> [Instruction]
Turn the stretch below, from the line containing "man's face, place" through the line containing "of the grey", into a Markdown table with the columns Number and Entry. Give each line its own numbered row, leave out blank lines, and include both end lines.

╔══

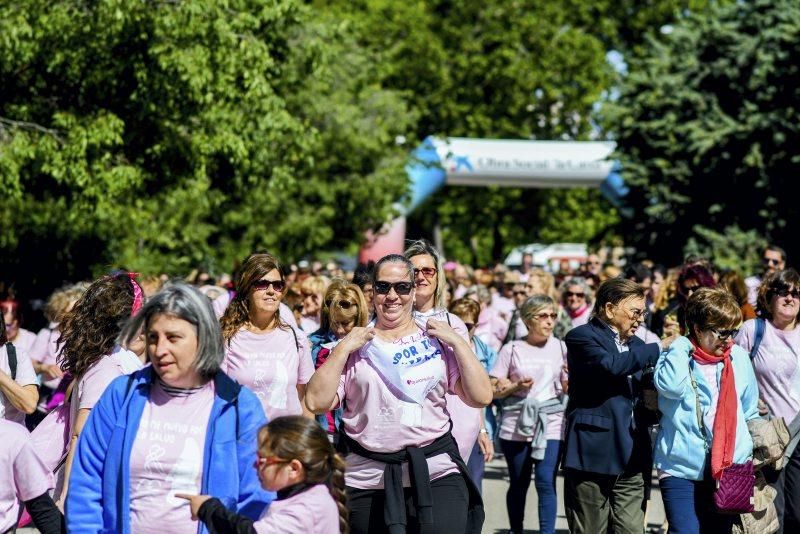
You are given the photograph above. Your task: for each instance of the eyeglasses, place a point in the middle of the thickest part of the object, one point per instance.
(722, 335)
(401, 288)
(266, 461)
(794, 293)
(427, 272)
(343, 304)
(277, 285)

╚══
╔══

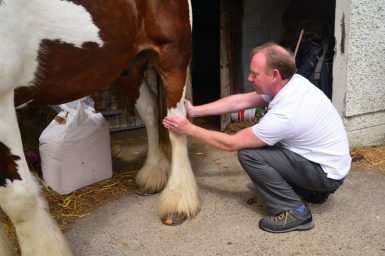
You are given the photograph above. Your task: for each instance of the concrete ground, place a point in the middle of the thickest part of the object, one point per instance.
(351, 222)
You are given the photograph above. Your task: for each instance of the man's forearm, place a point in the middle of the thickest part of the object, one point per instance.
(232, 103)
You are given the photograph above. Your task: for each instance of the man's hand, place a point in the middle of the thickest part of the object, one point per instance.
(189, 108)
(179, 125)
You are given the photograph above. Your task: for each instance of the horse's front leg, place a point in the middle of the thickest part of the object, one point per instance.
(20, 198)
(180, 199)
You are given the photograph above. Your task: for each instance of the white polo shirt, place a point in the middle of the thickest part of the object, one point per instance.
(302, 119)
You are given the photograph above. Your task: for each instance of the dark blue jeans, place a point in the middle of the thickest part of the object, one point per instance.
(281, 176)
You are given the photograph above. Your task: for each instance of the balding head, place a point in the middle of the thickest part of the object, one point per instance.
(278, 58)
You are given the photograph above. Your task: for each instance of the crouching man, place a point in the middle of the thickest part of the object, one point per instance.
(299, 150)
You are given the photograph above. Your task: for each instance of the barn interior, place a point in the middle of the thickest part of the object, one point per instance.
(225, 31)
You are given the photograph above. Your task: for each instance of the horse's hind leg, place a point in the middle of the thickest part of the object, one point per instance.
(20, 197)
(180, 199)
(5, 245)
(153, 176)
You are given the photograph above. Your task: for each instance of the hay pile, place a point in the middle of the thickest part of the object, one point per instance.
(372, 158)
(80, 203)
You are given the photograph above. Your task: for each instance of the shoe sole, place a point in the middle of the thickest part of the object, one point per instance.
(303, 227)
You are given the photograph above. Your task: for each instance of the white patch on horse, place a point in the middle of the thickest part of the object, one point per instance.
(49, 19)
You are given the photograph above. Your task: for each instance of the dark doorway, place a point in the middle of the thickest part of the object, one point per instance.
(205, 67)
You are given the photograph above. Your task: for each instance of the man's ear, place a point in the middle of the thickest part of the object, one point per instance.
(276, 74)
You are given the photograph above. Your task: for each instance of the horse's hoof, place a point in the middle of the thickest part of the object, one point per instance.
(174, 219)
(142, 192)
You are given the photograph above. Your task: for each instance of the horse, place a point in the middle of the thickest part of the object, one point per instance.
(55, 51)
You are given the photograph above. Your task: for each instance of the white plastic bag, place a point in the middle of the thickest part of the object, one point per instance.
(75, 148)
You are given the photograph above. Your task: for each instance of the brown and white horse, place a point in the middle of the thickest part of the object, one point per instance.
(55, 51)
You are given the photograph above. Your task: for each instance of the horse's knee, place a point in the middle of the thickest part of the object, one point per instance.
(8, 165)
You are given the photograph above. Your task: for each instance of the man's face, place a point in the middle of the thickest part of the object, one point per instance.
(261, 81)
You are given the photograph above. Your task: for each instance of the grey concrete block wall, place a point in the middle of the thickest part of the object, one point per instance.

╚══

> [The solution]
| Number | Entry |
|---|---|
| 1 | You are given the photograph above. Your task: for each instance of the man's face, place a point in the middle of the thickest part of the object, one point per instance. |
| 2 | (261, 81) |
| 3 | You are given the photograph above. Your task: for each instance of the grey concrete block wall, place a point in the middle of the thickest part of the object, one point per instance. |